_Exercise objective_
Transcribe each of the items below line for line, keeping every character as it stands.

_Data for the task_
====

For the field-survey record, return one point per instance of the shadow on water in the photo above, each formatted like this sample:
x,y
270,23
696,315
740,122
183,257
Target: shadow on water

====

_Complete output_
For the field-survey record, return one point per instance of the shadow on water in the photo above, each formatted like this sample:
x,y
270,23
696,315
740,122
183,257
Target: shadow on water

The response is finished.